-- Provided records start --

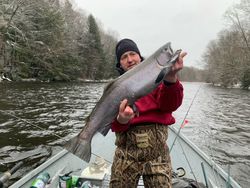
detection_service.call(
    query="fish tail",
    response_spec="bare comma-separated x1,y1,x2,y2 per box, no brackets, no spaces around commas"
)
64,136,91,162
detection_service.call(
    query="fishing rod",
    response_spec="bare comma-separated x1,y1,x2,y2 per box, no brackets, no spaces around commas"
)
0,110,112,164
169,84,201,153
0,161,24,188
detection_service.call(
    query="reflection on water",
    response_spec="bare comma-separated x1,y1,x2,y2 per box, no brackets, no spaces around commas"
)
0,83,250,187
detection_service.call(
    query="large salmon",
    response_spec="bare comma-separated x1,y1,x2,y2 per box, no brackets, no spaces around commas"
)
65,43,181,162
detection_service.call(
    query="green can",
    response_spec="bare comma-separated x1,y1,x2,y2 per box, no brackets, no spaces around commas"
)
71,176,79,187
59,175,72,188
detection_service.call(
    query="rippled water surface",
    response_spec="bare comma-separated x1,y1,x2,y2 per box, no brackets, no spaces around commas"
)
0,82,250,187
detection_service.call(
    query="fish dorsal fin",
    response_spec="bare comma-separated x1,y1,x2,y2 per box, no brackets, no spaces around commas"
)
155,68,167,84
103,79,117,93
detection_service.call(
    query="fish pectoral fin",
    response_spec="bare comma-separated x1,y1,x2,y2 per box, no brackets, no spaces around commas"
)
155,68,168,84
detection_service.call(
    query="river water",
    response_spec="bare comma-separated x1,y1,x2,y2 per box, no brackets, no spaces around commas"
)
0,82,250,188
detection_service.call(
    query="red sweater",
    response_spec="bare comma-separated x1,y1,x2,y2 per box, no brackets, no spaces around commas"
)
111,81,183,132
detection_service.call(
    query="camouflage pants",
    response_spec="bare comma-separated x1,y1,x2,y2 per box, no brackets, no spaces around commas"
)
110,124,172,188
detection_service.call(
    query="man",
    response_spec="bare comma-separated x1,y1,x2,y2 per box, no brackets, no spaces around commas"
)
110,39,186,188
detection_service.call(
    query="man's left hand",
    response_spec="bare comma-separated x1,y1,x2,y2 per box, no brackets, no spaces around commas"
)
164,52,187,83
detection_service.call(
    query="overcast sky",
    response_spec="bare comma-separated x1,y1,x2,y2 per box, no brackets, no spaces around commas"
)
75,0,239,67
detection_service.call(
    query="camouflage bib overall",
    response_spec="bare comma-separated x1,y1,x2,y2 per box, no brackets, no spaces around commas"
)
110,124,172,188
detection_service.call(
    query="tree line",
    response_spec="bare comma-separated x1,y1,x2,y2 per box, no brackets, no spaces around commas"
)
0,0,250,88
0,0,117,81
203,0,250,89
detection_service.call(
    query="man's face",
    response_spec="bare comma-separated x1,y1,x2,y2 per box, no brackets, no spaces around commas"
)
120,51,141,71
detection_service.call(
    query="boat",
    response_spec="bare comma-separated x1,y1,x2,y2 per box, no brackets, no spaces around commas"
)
10,126,241,188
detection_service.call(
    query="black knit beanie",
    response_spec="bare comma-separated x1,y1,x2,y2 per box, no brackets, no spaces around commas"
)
115,39,143,72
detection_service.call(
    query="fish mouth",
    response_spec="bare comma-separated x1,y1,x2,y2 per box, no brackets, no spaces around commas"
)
128,63,137,70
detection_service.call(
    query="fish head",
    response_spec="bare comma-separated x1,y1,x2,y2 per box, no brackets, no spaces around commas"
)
155,42,181,68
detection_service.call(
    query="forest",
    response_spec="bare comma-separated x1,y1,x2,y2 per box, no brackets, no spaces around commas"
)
0,0,250,89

-- Provided records end --

Objective: Rewrite all the items with every "detection_service" renamed to "box_finder", leaving everything else unchanged. Omit the pictures from your answer.

Answer to this problem:
box_finder.call(
    query="fish tail",
    response_spec="bare comma-separated x1,y1,x2,y2 per box, no brackets, no spaces around commas"
)
64,136,91,162
box_finder.call(
    query="fishing rod",
    response_spec="bare comma-separated x1,y1,x2,y2 per box, no brackets, no spaces around commas"
)
0,110,112,164
169,84,201,153
0,161,24,188
box_finder.call(
    query="reflection on water",
    response_spec="bare comma-separated x1,y1,x2,y2 per box, no brackets, no spaces around commas"
)
0,83,250,187
box_finder.call(
    query="large salmon",
    response_spec="bare comma-separated x1,y1,x2,y2 per box, no brackets, no spaces around commas"
)
65,43,181,162
box_finder.call(
    query="green can",
    response_spec="bare comma-separated x1,y1,x2,y2 per box, no brackets, no spaces around commas"
)
71,176,79,187
59,175,72,188
box_finder.call(
    query="rippled water surface",
    response_spec="bare comma-separated x1,y1,x2,y2 per box, no brackets, no spaces around commas"
)
0,82,250,187
box_finder.call(
    query="fish dorsal fin",
    response_spec="bare comma-separated x1,y1,x2,y2 per box, no brackets, no spaces around commas"
)
155,68,167,84
103,79,117,93
box_finder.call(
    query="fish pectoral fin",
    response_spec="bare comma-separated x1,y1,x2,y2 per box, no brackets, no spaces around commas"
)
155,68,168,84
box_finder.call(
    query="river water",
    response_spec="bare comma-separated x1,y1,x2,y2 per box, no brackets, no spaces around commas"
)
0,82,250,188
box_finder.call(
    query="red sweater",
    response_spec="bare comma-separated x1,y1,x2,y2 per box, no brackets, no spaces around commas"
)
111,81,183,132
box_finder.call(
    query="camouflage pants",
    response_spec="bare comma-separated x1,y1,x2,y2 per box, no brackets, no spaces around commas"
)
110,124,172,188
box_finder.call(
    query="man",
    response_spec="bare comma-separated x1,y1,x2,y2 per box, no brackets, no spaces around commas"
)
110,39,186,188
box_finder.call(
    query="man's left hand",
    response_spec="bare comma-separated x1,y1,x2,y2 per box, no brackets, no spaces around commas"
)
164,52,187,83
box_finder.call(
    query="overcast sky",
    response_spec="bare comma-separated x1,y1,x2,y2 per box, no brackets, no spaces around commas"
)
75,0,239,67
box_finder.call(
    query="camouflage bib overall",
    response_spec="bare comma-separated x1,y1,x2,y2 per box, no brackets, no spaces around commas"
)
110,124,172,188
box_finder.call(
    query="tree line",
    response_spec="bare comma-separated x1,y1,x2,y2 per box, no brackets, no spaces around commas"
)
0,0,250,88
0,0,117,81
203,0,250,89
box_finder.call(
    query="man's face",
    response_spec="bare comma-separated x1,y1,x2,y2 per box, no brackets, no spaces around commas"
)
120,51,141,71
box_finder.call(
    query="boat",
    response_spec="bare comma-separated x1,y1,x2,y2 per box, no brackets, no spaces around commas"
)
10,126,241,188
box_finder.call(
    query="black knit beanie",
    response_spec="bare comma-separated x1,y1,x2,y2 per box, no brackets, no spaces around commas"
)
115,39,143,72
box_finder.call(
    query="fish mouth",
    response_spec="bare comma-separated x1,y1,x2,y2 per box, no brackets, no spaces around commas"
)
128,63,137,70
box_finder.call(
    query="fish head",
    response_spec="bare comma-separated x1,y1,x2,y2 per box, no brackets, no spaces around commas"
)
155,42,181,68
box_finder.call(
    query="forest",
    response_spec="bare comma-separated x1,y1,x2,y2 per box, no brackets, no spaces around commas"
)
0,0,250,89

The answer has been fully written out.